▶ **SUPPLIED MATERIAL**
◆ ◆ ◆ ◆ ◆

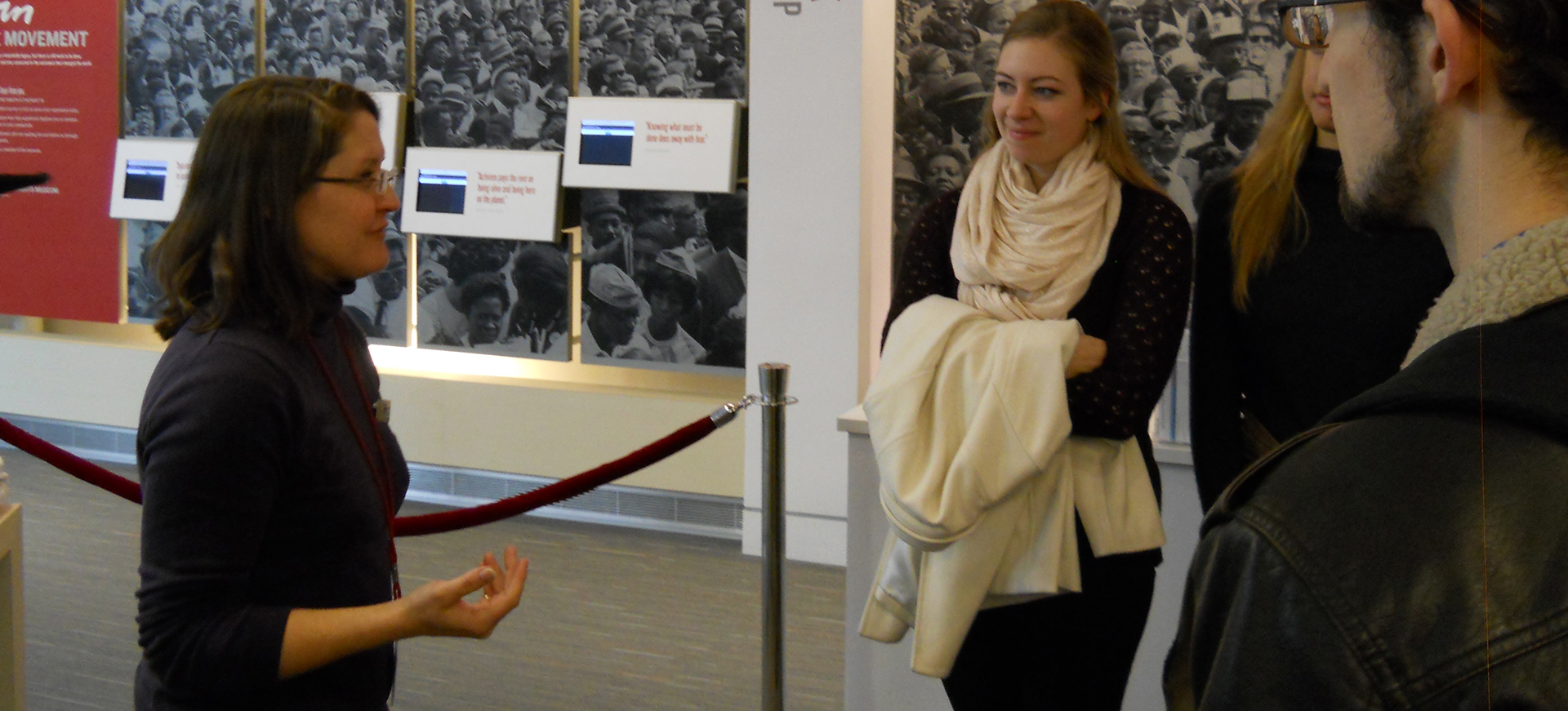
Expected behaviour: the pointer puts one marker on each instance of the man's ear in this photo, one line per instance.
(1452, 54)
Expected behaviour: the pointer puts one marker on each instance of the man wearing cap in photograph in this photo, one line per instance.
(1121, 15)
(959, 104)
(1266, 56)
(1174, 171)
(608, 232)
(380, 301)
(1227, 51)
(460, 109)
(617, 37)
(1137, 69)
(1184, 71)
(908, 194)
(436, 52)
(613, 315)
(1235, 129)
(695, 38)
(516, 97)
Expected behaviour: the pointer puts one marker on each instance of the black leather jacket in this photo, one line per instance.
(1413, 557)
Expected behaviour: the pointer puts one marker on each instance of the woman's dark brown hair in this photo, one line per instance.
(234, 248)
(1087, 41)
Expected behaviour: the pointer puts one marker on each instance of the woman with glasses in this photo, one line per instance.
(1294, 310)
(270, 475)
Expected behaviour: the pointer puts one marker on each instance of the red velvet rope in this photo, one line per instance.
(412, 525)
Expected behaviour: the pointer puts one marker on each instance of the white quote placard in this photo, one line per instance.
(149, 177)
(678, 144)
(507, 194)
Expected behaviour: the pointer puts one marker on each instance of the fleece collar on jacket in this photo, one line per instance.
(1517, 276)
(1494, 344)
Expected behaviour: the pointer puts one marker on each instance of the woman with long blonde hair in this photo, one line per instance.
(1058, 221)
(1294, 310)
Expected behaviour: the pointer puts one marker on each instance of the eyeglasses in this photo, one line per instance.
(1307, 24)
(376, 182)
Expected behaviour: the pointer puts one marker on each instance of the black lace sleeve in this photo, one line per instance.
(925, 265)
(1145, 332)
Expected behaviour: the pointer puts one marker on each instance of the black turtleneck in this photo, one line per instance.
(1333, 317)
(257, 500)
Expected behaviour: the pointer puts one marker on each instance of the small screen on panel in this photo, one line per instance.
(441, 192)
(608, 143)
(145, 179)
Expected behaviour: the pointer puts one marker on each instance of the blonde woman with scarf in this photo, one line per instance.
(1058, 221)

◆ ◆ ◆ ◆ ◆

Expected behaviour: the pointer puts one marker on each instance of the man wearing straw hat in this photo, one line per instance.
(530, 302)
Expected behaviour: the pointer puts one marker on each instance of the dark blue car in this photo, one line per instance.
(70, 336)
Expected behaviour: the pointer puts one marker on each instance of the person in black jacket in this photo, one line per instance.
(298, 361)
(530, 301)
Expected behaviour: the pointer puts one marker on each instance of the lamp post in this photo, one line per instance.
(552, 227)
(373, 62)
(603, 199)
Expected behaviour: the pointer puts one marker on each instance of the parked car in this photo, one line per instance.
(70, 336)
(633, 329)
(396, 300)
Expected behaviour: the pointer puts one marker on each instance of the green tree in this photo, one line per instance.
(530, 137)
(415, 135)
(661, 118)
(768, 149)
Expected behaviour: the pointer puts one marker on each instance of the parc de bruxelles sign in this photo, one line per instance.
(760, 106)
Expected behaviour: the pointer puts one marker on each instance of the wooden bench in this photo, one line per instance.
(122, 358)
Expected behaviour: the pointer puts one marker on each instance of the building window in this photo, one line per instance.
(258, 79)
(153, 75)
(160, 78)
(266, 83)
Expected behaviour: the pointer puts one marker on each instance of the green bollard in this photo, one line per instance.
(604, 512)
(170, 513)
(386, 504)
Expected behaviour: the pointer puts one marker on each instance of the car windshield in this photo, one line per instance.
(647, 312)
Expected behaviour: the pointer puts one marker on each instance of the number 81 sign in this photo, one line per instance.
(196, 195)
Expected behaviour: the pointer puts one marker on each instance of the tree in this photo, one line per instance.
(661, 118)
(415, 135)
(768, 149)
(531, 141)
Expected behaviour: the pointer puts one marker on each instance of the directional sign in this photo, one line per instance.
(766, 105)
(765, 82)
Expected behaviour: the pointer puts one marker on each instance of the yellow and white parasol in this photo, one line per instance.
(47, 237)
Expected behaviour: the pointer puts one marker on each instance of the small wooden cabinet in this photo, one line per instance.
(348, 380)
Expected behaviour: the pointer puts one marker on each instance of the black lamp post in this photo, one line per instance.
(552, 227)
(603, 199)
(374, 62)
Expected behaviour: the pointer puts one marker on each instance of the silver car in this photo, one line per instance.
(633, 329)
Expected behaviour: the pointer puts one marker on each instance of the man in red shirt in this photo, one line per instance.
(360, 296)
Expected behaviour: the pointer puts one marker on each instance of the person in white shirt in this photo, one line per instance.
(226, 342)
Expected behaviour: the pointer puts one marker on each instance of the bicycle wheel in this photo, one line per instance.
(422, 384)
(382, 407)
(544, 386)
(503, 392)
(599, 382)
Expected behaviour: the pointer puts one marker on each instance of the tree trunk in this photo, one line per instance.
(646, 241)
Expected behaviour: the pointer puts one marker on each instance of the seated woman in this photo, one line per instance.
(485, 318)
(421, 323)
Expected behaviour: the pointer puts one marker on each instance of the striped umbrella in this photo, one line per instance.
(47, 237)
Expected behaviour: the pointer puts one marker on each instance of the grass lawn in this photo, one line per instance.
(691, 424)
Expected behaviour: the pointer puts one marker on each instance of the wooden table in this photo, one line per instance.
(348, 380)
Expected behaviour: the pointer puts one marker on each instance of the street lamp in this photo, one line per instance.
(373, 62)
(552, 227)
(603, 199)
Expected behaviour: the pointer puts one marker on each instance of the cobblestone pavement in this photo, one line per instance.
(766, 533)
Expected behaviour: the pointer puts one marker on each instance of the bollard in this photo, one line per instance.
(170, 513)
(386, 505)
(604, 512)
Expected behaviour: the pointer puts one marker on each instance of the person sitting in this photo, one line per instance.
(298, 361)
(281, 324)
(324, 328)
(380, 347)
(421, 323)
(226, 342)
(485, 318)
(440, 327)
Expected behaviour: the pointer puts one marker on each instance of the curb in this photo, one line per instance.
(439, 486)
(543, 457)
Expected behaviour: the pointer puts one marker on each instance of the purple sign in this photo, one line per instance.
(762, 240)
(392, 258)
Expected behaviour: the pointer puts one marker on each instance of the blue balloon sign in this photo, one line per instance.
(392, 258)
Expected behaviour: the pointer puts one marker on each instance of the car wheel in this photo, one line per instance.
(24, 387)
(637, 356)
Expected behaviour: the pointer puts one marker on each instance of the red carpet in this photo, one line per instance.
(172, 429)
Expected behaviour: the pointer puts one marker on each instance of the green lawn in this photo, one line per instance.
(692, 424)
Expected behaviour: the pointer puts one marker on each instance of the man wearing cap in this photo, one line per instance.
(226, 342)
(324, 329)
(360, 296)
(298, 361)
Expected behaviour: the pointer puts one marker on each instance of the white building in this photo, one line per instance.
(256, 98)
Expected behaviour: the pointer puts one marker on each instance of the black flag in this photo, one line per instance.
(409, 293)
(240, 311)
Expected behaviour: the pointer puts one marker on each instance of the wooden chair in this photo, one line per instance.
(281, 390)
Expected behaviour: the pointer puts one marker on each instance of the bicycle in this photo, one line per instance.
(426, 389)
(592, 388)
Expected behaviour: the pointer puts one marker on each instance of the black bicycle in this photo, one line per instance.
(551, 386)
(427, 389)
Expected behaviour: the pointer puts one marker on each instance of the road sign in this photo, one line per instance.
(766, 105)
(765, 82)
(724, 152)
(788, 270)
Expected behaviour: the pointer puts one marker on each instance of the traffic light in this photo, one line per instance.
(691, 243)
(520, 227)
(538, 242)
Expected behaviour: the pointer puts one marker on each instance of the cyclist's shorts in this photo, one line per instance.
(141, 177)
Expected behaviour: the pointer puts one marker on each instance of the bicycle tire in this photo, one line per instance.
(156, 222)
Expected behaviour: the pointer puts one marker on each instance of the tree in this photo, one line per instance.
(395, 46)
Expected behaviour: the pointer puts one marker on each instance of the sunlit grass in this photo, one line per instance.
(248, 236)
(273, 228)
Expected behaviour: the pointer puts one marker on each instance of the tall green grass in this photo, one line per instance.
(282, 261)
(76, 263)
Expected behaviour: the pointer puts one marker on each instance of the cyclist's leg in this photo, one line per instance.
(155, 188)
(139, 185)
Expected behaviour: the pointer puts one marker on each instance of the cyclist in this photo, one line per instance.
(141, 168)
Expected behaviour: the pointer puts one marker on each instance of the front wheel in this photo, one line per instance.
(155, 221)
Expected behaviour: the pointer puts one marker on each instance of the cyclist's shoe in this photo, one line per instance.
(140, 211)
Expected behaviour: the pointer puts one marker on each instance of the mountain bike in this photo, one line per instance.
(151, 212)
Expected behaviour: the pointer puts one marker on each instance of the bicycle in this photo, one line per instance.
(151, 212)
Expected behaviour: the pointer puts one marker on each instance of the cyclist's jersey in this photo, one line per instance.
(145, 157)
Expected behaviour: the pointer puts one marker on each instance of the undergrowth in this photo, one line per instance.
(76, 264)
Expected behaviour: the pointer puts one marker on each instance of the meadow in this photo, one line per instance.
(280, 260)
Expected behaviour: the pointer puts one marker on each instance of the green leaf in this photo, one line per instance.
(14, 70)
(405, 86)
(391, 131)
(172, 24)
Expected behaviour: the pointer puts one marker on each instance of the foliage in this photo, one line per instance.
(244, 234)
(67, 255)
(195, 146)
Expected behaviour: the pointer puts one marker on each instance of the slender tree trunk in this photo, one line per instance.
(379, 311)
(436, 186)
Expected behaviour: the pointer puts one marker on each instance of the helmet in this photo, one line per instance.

◆ ◆ ◆ ◆ ◆

▶ **TASK DESCRIPTION**
Report how many lines in the data above contain the string "white", treating uppercase and lowercase letters as distinct. Give only the number.

▶ **CORRECT ANSWER**
4